*** Data to process Section Begins ***
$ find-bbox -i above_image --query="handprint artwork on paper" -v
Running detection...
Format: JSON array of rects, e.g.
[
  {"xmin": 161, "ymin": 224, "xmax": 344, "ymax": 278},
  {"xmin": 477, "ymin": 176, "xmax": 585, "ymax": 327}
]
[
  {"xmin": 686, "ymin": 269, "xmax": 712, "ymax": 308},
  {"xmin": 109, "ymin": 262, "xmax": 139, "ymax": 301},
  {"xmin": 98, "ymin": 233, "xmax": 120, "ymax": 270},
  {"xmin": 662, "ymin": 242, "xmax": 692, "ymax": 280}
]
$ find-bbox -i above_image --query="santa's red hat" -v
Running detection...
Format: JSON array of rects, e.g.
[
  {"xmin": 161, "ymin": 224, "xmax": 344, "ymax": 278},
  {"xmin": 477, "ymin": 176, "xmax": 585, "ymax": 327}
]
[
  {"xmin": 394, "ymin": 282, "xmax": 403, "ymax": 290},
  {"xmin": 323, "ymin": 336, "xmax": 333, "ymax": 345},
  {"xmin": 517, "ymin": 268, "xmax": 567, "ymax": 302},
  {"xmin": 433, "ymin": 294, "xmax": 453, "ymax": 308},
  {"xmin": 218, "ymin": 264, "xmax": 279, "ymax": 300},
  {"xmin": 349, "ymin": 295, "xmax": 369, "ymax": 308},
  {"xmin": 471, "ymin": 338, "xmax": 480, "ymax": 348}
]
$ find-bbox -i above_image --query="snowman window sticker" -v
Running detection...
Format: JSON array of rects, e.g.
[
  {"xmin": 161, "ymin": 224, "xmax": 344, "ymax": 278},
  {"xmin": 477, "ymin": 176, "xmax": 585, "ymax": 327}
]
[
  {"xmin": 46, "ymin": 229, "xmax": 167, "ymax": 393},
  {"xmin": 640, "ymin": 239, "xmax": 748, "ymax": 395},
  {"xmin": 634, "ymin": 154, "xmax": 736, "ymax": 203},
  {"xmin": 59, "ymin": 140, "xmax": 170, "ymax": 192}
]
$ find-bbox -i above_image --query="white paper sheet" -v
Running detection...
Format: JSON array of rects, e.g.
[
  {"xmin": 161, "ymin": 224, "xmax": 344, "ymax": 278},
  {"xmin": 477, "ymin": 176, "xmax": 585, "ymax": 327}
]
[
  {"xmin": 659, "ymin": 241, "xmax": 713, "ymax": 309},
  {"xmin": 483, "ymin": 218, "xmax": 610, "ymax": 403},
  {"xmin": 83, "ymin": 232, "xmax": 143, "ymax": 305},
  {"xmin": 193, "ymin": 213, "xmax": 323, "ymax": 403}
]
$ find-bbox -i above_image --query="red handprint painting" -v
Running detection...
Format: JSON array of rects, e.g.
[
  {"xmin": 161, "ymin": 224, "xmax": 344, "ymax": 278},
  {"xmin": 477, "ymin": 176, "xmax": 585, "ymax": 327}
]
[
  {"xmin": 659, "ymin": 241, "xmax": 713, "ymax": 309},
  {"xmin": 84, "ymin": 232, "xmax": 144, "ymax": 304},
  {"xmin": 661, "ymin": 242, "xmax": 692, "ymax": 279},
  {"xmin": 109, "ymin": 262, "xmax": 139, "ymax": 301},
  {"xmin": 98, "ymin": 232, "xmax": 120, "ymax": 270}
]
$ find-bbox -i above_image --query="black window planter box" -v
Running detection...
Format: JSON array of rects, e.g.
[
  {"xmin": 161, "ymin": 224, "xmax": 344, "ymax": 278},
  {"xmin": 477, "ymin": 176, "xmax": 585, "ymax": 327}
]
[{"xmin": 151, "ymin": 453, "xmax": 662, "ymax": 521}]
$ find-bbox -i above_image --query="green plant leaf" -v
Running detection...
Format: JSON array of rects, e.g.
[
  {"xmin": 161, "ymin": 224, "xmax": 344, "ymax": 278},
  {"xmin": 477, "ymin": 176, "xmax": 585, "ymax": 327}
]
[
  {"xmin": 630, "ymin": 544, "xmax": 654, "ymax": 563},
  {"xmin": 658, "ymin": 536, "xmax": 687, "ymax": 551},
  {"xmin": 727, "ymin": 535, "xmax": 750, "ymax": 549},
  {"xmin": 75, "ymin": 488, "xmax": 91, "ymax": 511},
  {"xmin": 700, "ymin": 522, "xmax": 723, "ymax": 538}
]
*** Data to process Section Ends ***
== Problem requirements ==
Your answer should hold every line of the entries that contains the string "window".

== Exercise solution ==
$ find-bbox -i above_image --query="snowman window sticker" -v
$ find-bbox -i above_image --query="black window planter box" -v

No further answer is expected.